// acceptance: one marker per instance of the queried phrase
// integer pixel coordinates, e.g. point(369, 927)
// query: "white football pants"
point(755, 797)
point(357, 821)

**********

→ **Exercise goal**:
Restate each record word for word.

→ **Problem solution**:
// acceptance: one marker per instance of the queried phrase
// integer pixel coordinates, e.g. point(369, 927)
// query: "white football pants"
point(755, 797)
point(357, 821)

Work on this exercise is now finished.